## [Yang Dikerjakan]
Tolong sambung teks tentang antrean pasien BPJS di rumah sakit daerah Cibinong, mulai setelah kalimat terakhirnya.

## [Teks Bacaan]
Ketika Pasien BPJS

id ketika pasien bpjs

 Ketika Pasien BPJS



Sambungan dari hal 1 ..

Padahal, domisili sang pasien berusia pensiunan tersebut relatif cukup jauh. Saat itu sejatinya dia pun masih membutuhkan santapan "rohani" untuk berzikir dan mengingat kebesaran Allah sebagaimana kebiasaan sehari-hari seusai salat.

"Saya seperti tidak ingat apa-apa lagi. Usai mengucapkan salam, tengok kiri dan kanan pada saat subuh, langsung bangkit. Sajadah pun kadang di rumah tidak sempat dilipat. Saya harus cepat beranjak ke rumah sakit," cerita kakek berusia 70 tahun itu.

Antrean pasien BPJS (Badan Penyelenggara Jaminan Sosial) pada rumah sakit daerah di Cibinong itu kini makin panjang saja. Pasien BPJS pun terus bertambah dari hari ke hari. Yang datang bukan hanya dari kawasan Cibinong, tetapi daerah lain pun ada, seperti dari Sukabumi dan Cianjur. Bahkan, dari provinsi lain pun ada, misalnya Depok (Banten), kata soerang petugas rumah sakit tersebut.

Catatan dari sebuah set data
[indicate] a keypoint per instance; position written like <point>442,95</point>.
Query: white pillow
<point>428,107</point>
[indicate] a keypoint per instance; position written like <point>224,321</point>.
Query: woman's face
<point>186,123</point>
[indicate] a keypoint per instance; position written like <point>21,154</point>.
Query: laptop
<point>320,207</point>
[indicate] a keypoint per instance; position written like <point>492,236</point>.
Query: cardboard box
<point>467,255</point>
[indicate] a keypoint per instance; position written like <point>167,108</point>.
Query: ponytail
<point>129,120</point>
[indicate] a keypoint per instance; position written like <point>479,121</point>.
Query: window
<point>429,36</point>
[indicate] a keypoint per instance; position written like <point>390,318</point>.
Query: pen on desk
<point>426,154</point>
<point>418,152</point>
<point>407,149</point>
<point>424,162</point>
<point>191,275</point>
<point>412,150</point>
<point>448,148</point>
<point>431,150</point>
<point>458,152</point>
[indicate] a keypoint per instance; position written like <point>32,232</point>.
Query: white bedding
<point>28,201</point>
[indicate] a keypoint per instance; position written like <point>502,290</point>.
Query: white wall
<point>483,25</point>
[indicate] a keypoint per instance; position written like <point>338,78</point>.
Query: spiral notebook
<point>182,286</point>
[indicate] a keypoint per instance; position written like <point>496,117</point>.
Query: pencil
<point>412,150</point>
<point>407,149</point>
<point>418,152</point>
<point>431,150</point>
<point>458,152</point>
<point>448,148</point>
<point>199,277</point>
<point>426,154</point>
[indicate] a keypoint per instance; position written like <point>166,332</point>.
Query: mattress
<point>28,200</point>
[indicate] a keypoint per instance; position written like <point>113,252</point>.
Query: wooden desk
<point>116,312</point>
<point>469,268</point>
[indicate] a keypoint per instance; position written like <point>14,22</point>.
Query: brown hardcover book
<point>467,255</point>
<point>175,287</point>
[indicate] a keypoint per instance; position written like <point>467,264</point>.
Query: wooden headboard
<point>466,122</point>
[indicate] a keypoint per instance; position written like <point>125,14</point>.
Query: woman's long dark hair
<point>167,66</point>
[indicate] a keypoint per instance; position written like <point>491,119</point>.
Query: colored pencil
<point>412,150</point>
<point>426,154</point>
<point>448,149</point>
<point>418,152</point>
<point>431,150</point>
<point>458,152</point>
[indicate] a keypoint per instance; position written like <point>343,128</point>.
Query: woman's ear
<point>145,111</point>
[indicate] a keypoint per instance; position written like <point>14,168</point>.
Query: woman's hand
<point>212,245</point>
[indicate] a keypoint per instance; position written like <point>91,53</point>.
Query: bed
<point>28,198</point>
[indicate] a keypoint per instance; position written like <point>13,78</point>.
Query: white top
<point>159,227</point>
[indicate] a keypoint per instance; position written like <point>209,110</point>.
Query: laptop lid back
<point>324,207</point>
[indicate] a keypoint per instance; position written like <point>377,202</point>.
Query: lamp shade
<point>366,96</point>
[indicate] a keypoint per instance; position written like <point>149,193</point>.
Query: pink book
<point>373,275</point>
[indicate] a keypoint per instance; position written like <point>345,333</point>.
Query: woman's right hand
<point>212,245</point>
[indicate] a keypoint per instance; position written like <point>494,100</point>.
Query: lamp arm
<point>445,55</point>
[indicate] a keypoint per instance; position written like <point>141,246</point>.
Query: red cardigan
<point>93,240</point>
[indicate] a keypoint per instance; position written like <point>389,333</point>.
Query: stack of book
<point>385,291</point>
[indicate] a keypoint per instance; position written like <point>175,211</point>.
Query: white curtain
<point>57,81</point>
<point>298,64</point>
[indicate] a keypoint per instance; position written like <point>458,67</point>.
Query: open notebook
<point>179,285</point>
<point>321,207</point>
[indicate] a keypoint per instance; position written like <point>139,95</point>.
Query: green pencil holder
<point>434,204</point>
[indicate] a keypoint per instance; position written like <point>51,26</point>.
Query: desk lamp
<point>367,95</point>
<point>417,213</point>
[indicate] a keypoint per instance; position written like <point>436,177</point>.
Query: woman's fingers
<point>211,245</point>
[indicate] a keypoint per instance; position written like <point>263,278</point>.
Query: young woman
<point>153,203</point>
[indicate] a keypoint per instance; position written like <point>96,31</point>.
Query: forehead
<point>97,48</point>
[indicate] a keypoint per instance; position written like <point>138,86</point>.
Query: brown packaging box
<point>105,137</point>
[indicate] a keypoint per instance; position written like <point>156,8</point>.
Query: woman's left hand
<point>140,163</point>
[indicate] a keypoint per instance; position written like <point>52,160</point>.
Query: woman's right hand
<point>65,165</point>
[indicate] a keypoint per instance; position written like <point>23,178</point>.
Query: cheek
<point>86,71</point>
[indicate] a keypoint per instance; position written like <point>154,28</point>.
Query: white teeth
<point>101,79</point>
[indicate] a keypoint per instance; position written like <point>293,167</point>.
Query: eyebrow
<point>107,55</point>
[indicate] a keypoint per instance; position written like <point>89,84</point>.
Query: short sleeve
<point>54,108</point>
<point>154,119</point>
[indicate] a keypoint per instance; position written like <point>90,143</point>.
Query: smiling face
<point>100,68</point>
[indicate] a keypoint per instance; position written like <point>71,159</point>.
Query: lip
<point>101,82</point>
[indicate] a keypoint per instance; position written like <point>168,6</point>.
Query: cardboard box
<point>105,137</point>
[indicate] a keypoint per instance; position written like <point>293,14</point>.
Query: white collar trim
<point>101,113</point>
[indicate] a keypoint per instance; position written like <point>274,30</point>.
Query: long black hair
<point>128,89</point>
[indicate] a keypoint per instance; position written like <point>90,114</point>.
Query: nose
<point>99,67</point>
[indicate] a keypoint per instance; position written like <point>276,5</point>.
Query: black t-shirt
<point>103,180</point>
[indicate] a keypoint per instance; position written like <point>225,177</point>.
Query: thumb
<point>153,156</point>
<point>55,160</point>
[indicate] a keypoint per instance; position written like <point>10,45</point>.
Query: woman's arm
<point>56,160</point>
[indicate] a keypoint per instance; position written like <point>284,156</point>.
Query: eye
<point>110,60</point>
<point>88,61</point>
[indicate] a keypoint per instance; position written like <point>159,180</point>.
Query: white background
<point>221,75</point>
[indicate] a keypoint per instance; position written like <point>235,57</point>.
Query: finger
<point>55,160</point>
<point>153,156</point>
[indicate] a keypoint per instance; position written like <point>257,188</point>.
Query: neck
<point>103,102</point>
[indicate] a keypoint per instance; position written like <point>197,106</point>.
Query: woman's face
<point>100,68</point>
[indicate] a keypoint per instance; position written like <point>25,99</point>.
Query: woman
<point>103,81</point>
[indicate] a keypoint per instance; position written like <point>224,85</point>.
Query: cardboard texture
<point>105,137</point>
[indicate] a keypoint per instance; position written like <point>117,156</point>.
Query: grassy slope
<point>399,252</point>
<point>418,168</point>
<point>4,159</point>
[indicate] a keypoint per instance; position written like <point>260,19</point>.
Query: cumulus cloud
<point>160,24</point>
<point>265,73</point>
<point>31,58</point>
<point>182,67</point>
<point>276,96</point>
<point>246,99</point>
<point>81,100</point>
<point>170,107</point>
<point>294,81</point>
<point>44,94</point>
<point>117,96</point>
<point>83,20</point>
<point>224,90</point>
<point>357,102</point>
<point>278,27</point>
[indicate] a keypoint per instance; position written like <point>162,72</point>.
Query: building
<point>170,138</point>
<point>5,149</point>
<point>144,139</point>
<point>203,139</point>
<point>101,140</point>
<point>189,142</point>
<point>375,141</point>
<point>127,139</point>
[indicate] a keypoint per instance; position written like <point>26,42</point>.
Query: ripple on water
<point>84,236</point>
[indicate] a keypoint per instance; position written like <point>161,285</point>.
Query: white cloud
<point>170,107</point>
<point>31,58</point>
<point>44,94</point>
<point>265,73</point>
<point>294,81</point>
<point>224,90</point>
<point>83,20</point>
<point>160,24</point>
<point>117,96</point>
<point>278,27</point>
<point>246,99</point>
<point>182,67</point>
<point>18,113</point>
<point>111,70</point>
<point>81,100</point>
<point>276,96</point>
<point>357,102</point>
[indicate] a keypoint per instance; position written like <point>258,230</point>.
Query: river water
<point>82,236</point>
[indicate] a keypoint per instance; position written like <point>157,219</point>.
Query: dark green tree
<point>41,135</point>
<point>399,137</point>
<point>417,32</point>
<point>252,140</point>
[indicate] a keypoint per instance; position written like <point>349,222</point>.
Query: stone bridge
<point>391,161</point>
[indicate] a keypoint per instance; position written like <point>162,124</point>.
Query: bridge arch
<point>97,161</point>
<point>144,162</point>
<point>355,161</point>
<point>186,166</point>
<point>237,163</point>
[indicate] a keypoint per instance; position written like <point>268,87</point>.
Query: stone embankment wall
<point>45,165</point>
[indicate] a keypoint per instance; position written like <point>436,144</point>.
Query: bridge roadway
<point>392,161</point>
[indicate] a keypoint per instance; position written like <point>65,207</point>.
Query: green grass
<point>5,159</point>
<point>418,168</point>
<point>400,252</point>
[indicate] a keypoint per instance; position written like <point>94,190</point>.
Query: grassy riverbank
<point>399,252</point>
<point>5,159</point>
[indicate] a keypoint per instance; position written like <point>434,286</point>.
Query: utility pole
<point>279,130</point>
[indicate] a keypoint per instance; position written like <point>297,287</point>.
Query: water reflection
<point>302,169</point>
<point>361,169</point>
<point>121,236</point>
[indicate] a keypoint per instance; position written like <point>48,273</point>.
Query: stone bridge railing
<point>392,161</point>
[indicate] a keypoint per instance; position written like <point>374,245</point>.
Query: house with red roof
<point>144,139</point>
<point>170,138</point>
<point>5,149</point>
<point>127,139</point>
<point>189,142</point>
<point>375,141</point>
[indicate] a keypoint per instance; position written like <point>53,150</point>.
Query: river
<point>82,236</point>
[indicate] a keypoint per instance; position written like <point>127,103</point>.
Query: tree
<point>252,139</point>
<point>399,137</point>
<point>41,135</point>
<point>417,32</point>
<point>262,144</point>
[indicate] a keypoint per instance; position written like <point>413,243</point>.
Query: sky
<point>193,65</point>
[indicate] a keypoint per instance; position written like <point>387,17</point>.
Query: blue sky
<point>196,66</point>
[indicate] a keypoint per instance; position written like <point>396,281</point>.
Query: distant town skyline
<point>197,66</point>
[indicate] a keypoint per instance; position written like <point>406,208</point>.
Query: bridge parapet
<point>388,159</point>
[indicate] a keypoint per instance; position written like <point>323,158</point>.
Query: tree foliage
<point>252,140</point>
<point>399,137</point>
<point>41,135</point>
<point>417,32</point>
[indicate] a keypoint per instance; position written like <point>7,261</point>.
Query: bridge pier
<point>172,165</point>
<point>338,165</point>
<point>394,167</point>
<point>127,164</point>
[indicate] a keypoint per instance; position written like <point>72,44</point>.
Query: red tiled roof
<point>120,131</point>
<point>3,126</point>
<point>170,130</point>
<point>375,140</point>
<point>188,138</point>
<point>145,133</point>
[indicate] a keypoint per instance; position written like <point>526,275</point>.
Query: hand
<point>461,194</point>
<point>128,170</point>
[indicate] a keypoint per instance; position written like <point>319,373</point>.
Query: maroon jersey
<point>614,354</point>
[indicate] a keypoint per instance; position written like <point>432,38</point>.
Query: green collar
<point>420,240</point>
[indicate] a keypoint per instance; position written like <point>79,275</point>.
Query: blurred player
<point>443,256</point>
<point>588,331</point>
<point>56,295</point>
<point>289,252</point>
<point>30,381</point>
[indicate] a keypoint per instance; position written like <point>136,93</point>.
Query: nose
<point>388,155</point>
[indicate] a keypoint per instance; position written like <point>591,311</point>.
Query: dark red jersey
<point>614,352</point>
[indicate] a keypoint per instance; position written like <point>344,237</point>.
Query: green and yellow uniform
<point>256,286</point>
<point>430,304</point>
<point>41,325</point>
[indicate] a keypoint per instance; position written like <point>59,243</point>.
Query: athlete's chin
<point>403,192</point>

## [Hasil Tugas]
Antrean mendapatkan nomor berobat, yang biasanya dimulai pada subuh hari dan dibuka pada pukul 06.00 WIB, terlihat berkurang pada pukul 07.00 WIB. Antrean berjubel berpindah ke loket poliklinik di dalam.

Pasien pun "ngedumel" kembali. Pasalnya, antrean untuk mendapatkan nomor berobat ke dokter pada setiap poliklinik tersebut sistemnya berubah-ubah. Jika pada bulan lalu ada loket khusus bagi para pasien lansia, kini ditiadakan. Dua pekan berikutnya, sistem antrean diubah menjadi satu pintu, berdasarkan nomor urut yang diperoleh pasien ketika antre di subuh hari.

Sistem antrean itu, mulai pekan ini, diubah lagi. Pasien tidak dapat mengandalkan nomor urut yang diperoleh pada subuh hari, tetapi sistem antrean berdasarakan loket poliklinik. Pasien dikelompokkan berdasarkan dokter yang dituju. Jika ingin berobat ke penyakit dalam atau mata, langsung dilayani di loket bersangkutan yang sesuai.

Sistem ini menimbulkan banyak keluhan. Jika sebelumnya lebih tertib, kini makin kacau. Belum lagi antara loket yang berdampingan ketika pengeras suaranya digunakan dalam waktu bersamaan memanggil nama pasien, pasien bingung. Saking binggungnya, mereka merangsek makin dekat ke loket.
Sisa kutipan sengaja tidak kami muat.